- **TASK DESCRIPTION**
The required output is the exact run of lines from the one that contains "Expected: one point per instance of the bus windshield, reported" to the end of the data, with every picture left out.

********************

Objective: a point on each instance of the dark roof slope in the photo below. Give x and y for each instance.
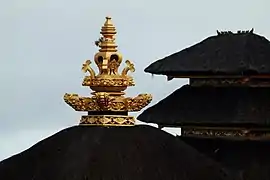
(225, 54)
(249, 159)
(115, 153)
(211, 105)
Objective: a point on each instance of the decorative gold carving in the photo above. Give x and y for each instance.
(222, 82)
(108, 85)
(105, 102)
(226, 132)
(108, 120)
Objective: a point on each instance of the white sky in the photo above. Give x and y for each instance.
(43, 44)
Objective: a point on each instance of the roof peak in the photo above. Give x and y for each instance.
(238, 32)
(108, 106)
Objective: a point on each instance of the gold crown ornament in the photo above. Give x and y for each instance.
(108, 106)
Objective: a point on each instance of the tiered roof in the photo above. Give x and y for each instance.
(107, 145)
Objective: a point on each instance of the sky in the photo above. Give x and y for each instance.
(44, 43)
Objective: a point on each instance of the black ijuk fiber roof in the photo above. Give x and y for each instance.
(211, 106)
(115, 153)
(225, 54)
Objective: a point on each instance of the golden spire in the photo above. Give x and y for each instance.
(108, 106)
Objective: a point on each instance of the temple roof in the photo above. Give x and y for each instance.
(247, 159)
(237, 54)
(244, 106)
(111, 153)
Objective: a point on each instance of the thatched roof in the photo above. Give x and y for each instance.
(244, 106)
(225, 54)
(247, 159)
(115, 153)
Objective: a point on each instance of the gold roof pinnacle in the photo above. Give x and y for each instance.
(108, 106)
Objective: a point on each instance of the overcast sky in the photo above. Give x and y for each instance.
(44, 43)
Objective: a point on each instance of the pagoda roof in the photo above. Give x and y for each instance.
(111, 153)
(246, 158)
(217, 106)
(233, 54)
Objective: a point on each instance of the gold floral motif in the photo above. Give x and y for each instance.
(108, 86)
(89, 81)
(103, 102)
(108, 120)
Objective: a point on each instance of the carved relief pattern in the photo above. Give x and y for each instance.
(108, 120)
(89, 81)
(113, 103)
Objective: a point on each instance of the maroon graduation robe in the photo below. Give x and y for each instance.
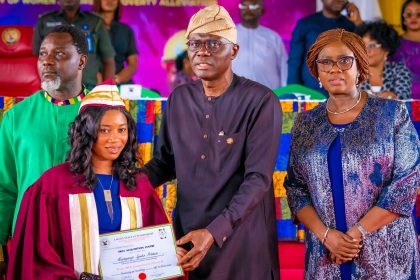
(222, 151)
(42, 246)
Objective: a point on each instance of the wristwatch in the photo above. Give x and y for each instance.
(362, 230)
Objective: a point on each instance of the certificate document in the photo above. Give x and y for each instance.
(144, 254)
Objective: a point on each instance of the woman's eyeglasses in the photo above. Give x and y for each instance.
(211, 45)
(344, 63)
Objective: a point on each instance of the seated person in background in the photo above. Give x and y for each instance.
(93, 26)
(262, 56)
(409, 50)
(122, 38)
(386, 79)
(306, 32)
(184, 73)
(100, 172)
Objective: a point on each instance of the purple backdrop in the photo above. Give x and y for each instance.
(153, 25)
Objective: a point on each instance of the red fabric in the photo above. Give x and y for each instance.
(42, 243)
(18, 66)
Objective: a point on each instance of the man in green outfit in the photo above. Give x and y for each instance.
(101, 52)
(33, 133)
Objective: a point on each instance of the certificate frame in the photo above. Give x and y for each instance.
(145, 253)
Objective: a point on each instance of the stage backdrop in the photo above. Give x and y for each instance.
(155, 21)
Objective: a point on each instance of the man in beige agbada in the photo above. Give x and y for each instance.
(219, 137)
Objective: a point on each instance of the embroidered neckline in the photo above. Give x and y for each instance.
(70, 101)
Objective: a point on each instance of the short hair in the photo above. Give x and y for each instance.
(77, 36)
(382, 33)
(97, 8)
(351, 40)
(404, 6)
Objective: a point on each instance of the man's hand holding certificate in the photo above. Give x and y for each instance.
(145, 253)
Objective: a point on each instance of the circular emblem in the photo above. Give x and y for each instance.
(10, 36)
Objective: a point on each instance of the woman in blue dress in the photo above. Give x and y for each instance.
(353, 172)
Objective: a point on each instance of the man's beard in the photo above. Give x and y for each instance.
(51, 86)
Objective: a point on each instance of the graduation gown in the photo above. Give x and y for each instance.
(57, 233)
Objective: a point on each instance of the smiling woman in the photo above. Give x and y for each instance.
(358, 213)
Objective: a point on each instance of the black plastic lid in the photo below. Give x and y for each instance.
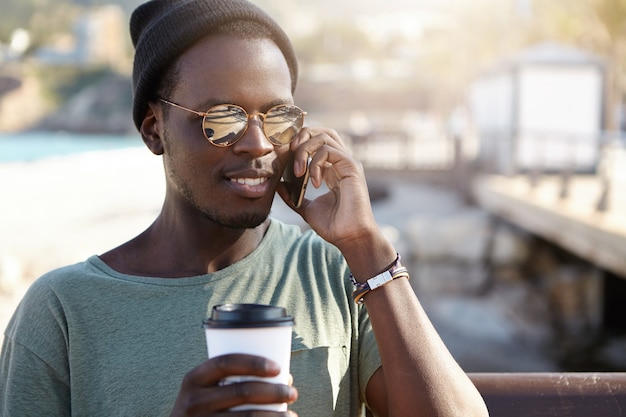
(239, 316)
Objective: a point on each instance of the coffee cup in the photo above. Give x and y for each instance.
(255, 329)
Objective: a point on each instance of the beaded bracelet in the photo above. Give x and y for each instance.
(394, 271)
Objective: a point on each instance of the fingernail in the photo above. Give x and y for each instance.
(296, 167)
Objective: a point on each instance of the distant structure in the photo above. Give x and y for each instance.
(99, 37)
(540, 109)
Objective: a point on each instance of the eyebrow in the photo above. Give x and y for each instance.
(214, 102)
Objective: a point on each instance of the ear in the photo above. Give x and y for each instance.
(152, 129)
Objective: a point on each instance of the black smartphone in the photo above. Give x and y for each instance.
(296, 186)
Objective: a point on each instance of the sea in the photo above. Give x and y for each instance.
(31, 146)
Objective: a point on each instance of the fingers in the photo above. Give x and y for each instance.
(206, 390)
(325, 147)
(214, 370)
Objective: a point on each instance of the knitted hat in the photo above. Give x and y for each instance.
(162, 30)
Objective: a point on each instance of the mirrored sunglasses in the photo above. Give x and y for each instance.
(225, 124)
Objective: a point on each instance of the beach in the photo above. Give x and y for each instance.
(60, 210)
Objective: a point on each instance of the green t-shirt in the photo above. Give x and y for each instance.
(89, 341)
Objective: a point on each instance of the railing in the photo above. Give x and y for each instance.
(532, 153)
(553, 394)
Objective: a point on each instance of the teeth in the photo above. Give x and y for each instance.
(249, 181)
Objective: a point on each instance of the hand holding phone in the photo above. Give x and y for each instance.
(296, 186)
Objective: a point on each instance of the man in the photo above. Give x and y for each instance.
(120, 335)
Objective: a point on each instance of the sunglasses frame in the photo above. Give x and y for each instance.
(262, 116)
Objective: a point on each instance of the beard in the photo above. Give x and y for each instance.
(247, 218)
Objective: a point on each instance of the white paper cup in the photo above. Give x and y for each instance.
(254, 329)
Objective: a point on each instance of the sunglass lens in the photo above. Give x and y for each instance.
(224, 124)
(283, 123)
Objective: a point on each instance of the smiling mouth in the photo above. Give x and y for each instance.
(249, 181)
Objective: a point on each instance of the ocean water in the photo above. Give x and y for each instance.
(23, 147)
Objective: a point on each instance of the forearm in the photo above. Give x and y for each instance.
(420, 375)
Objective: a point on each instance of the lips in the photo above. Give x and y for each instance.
(249, 181)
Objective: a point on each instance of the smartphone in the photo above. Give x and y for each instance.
(296, 186)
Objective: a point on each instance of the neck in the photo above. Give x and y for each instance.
(170, 249)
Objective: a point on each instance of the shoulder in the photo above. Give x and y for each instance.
(296, 241)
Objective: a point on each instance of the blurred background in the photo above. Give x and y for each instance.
(491, 132)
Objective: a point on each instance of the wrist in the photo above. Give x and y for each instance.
(394, 271)
(368, 257)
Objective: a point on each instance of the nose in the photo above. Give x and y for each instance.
(254, 140)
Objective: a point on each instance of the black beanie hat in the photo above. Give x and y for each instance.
(161, 30)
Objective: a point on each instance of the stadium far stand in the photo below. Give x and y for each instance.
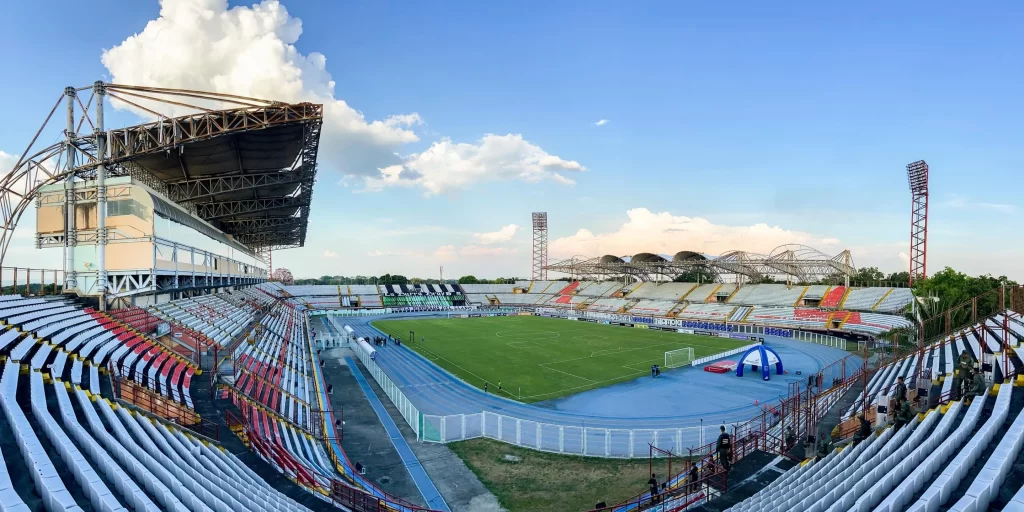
(104, 411)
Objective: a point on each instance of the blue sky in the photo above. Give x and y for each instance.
(799, 117)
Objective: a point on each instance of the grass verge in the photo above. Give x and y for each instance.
(542, 481)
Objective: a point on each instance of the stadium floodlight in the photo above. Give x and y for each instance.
(679, 357)
(916, 175)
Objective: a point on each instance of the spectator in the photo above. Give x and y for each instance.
(724, 449)
(903, 414)
(652, 482)
(694, 477)
(864, 431)
(978, 385)
(900, 389)
(824, 446)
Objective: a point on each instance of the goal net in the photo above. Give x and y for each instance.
(679, 357)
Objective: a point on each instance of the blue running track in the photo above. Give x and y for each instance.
(680, 398)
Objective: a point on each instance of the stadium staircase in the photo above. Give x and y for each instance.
(884, 297)
(569, 289)
(834, 297)
(801, 298)
(68, 449)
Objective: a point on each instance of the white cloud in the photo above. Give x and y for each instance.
(7, 162)
(503, 235)
(473, 251)
(379, 253)
(445, 252)
(905, 259)
(667, 233)
(446, 165)
(250, 51)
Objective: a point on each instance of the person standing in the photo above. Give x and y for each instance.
(724, 449)
(864, 431)
(903, 415)
(900, 389)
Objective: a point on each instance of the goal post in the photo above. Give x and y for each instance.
(679, 357)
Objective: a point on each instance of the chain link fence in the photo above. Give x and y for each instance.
(591, 441)
(409, 412)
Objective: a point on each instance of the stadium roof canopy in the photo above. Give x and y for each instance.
(798, 262)
(247, 169)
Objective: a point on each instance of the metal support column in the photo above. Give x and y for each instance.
(100, 90)
(70, 232)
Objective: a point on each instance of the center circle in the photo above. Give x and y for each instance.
(534, 335)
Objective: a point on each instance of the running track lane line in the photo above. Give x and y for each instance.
(420, 476)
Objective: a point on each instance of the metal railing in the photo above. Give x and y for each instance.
(29, 282)
(408, 410)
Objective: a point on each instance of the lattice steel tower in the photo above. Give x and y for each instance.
(916, 174)
(540, 246)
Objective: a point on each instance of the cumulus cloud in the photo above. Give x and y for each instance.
(250, 51)
(484, 251)
(667, 233)
(445, 252)
(448, 165)
(378, 252)
(503, 235)
(962, 203)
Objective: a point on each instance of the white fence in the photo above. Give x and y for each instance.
(409, 412)
(591, 441)
(709, 358)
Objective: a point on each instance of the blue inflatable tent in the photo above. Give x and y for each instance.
(763, 356)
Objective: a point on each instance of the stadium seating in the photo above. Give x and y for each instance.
(896, 301)
(599, 289)
(371, 301)
(274, 370)
(487, 289)
(662, 291)
(217, 318)
(711, 312)
(705, 293)
(72, 344)
(864, 299)
(652, 307)
(834, 297)
(607, 305)
(813, 292)
(771, 295)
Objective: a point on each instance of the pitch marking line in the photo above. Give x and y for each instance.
(546, 367)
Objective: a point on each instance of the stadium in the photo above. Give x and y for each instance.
(165, 367)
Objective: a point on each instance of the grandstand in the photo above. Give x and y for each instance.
(114, 392)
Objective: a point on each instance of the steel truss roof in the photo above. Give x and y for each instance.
(799, 262)
(248, 169)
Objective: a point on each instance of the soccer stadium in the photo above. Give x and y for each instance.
(167, 366)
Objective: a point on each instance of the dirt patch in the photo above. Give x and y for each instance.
(541, 481)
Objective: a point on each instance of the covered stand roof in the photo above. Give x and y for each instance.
(248, 171)
(801, 262)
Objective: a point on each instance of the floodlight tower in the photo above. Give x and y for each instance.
(540, 246)
(916, 174)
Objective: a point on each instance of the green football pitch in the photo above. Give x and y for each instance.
(538, 358)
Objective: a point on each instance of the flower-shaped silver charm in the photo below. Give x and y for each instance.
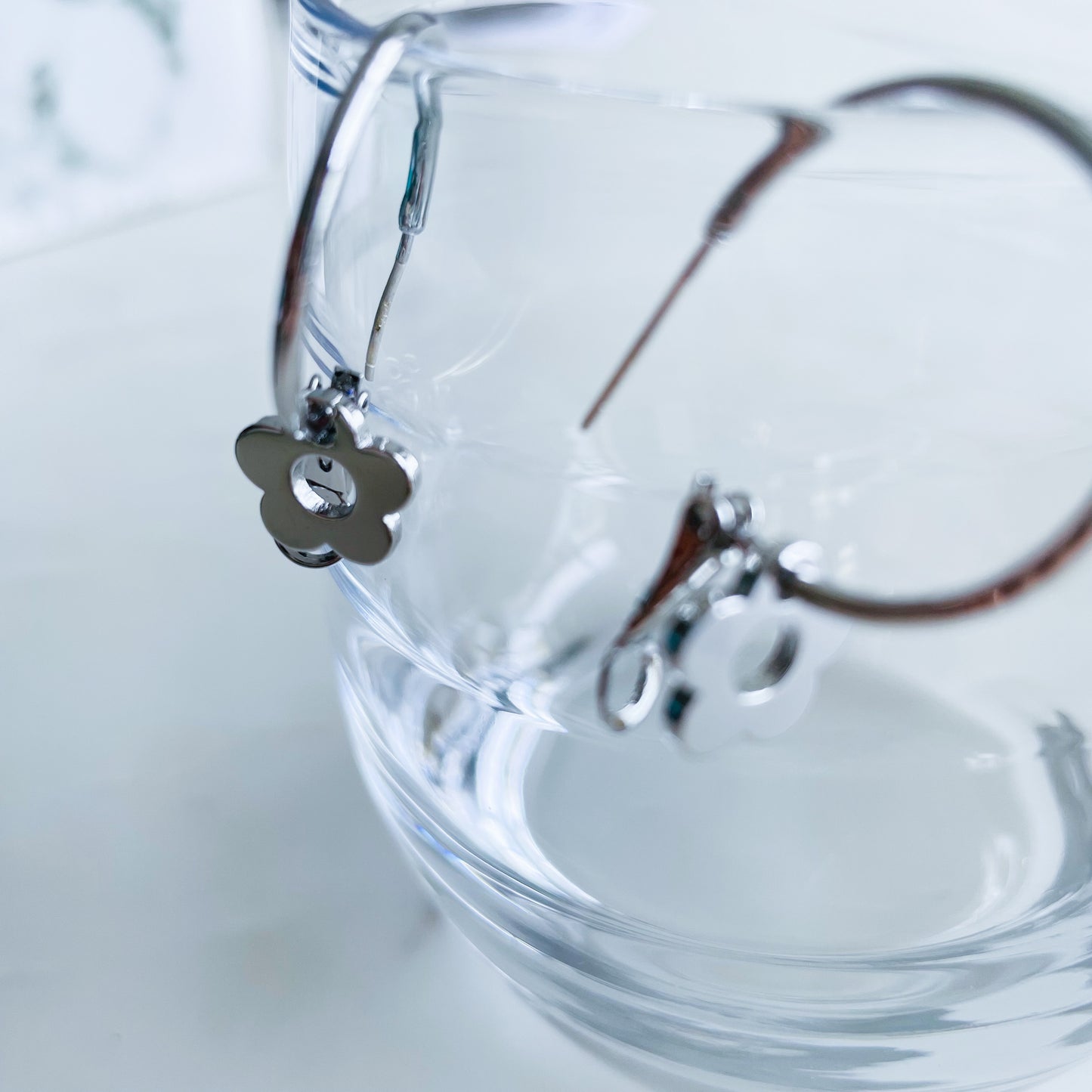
(328, 493)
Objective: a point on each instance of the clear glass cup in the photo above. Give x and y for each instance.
(895, 891)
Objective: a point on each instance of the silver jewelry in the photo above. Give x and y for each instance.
(714, 527)
(330, 490)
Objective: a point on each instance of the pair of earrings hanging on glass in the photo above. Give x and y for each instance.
(728, 602)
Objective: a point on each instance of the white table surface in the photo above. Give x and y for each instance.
(196, 893)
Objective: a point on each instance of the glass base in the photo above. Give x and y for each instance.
(842, 908)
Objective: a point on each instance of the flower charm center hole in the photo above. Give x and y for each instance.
(766, 659)
(323, 486)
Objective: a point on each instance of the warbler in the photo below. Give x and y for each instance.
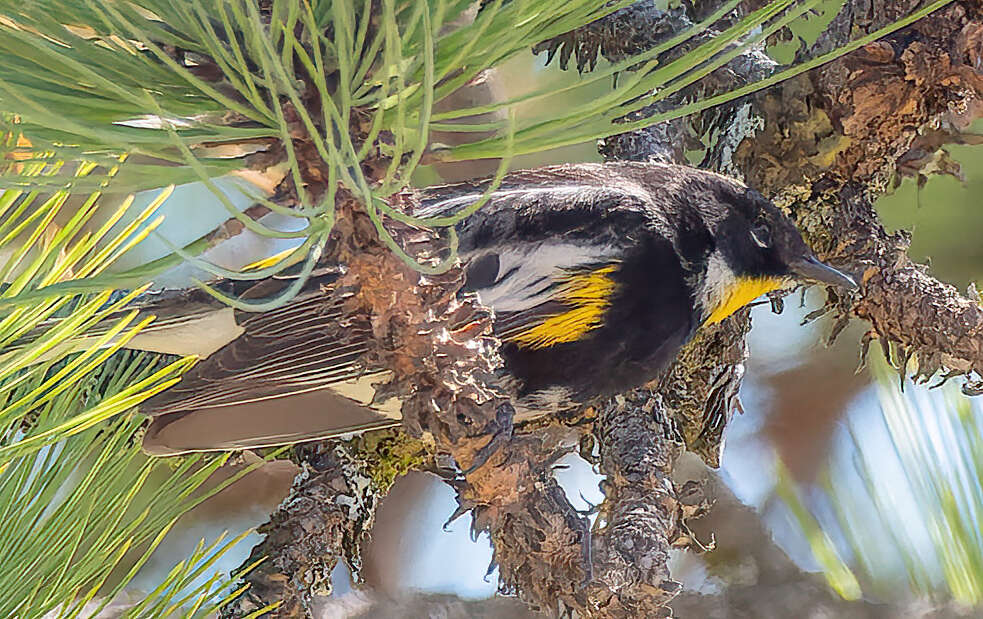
(597, 274)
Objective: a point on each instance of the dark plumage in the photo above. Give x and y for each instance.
(597, 274)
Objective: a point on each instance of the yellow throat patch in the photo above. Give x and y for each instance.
(740, 293)
(588, 296)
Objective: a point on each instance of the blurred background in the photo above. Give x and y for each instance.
(874, 490)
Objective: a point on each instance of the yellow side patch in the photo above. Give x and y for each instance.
(588, 295)
(745, 290)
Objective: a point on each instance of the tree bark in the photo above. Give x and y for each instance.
(823, 146)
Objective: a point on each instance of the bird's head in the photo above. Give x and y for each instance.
(757, 249)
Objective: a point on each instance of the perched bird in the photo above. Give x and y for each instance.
(597, 275)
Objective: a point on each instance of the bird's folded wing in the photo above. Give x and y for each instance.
(296, 373)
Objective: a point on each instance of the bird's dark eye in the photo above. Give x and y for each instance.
(761, 234)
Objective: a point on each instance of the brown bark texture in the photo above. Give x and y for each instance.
(824, 146)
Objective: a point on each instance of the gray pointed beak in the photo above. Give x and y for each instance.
(811, 268)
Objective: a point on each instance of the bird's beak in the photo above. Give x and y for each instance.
(810, 267)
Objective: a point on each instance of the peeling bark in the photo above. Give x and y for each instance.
(823, 146)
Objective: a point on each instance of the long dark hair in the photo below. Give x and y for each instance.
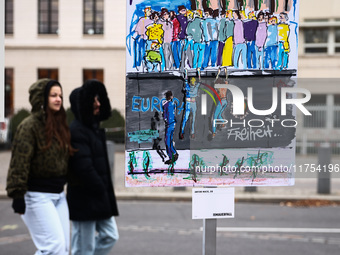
(56, 127)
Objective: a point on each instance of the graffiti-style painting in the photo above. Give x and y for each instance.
(187, 62)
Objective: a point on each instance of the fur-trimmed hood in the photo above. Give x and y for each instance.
(82, 100)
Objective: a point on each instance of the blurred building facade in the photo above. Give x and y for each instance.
(80, 39)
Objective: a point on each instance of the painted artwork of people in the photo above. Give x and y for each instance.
(191, 93)
(214, 38)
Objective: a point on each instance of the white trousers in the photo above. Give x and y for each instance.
(47, 219)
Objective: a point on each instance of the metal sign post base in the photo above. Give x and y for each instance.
(209, 236)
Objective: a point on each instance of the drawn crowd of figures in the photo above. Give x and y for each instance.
(166, 40)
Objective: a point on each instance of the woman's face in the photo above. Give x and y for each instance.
(55, 98)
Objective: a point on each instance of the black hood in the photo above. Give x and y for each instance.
(82, 100)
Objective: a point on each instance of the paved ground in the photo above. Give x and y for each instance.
(304, 188)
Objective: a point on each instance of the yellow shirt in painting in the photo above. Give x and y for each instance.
(155, 32)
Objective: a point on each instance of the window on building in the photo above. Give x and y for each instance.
(9, 90)
(48, 16)
(93, 17)
(48, 73)
(317, 106)
(321, 36)
(97, 74)
(9, 17)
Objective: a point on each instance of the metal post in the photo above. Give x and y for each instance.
(209, 236)
(324, 176)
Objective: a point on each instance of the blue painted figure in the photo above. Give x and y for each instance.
(271, 45)
(191, 92)
(220, 107)
(169, 111)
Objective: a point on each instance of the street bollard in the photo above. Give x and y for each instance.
(110, 153)
(324, 176)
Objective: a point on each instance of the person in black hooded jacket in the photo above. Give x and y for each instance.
(90, 192)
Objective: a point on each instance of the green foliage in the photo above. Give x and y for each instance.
(16, 120)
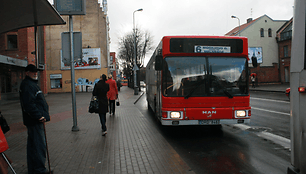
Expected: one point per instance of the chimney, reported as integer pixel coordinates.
(249, 20)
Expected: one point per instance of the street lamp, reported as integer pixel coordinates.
(135, 65)
(238, 21)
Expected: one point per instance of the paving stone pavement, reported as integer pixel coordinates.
(132, 144)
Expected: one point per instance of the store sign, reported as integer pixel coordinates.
(91, 59)
(13, 61)
(55, 76)
(70, 7)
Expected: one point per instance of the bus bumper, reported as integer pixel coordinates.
(196, 122)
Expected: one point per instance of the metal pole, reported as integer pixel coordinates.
(75, 123)
(49, 166)
(239, 25)
(135, 65)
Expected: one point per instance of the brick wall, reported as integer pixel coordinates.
(266, 74)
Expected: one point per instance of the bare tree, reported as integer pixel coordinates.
(144, 42)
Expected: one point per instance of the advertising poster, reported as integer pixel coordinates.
(257, 52)
(91, 59)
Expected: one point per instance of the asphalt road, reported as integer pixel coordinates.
(235, 149)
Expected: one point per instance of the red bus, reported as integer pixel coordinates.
(199, 80)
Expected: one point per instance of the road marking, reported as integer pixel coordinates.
(286, 143)
(279, 101)
(283, 113)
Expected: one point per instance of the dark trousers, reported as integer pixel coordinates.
(111, 106)
(36, 149)
(103, 121)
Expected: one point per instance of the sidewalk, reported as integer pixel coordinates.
(132, 144)
(271, 87)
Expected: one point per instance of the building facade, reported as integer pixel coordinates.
(284, 39)
(261, 34)
(17, 50)
(94, 60)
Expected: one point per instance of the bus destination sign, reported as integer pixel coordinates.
(212, 49)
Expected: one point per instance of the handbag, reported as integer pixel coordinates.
(118, 102)
(4, 126)
(93, 105)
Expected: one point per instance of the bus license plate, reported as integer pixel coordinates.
(208, 122)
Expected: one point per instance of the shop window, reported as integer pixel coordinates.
(270, 32)
(262, 32)
(286, 52)
(12, 42)
(56, 81)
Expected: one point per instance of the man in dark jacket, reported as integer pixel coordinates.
(35, 111)
(100, 90)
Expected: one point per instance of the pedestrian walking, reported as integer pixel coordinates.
(112, 94)
(100, 90)
(35, 112)
(119, 84)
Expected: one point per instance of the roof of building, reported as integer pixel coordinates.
(235, 31)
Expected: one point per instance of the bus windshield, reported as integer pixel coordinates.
(204, 76)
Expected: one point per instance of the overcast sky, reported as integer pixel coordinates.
(189, 17)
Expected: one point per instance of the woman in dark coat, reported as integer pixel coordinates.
(100, 90)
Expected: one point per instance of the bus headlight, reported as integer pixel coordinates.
(175, 115)
(240, 113)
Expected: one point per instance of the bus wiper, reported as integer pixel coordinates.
(227, 93)
(197, 85)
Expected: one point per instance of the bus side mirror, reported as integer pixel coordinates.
(158, 63)
(254, 61)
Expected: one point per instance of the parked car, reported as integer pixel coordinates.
(142, 84)
(287, 92)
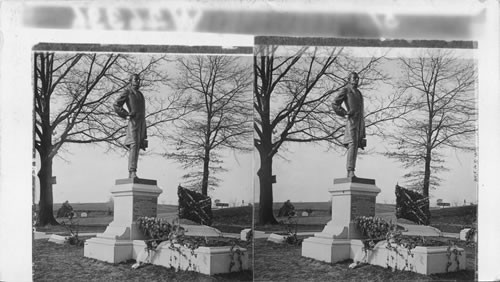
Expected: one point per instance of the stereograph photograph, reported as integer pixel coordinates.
(152, 153)
(259, 141)
(367, 160)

********************

- **FINISHED TASK**
Expected: one point per instance of the bus windshield, reported as integer pixel coordinates.
(204, 76)
Expected: one point per instance of the overcast sky, reported as integer pixel coordinates.
(189, 17)
Expected: one point per instance of the woman in dark coat, reported as integer pixel coordinates.
(100, 90)
Expected: one point per instance of the bus headlight, reported as integer pixel coordinates.
(175, 115)
(240, 113)
Expected: one point per instance of the bus wiper, reported as integer pixel coordinates.
(227, 93)
(197, 85)
Expected: one point per instance of the bus side mirror, reported as integer pixel coordinates.
(158, 63)
(254, 61)
Expected: one point per instance of the parked car, reported as integer pixel coordinates.
(142, 84)
(287, 92)
Expected: one point per instance of the stereograph photograph, reported as integer pixel coordinates.
(152, 153)
(259, 141)
(367, 160)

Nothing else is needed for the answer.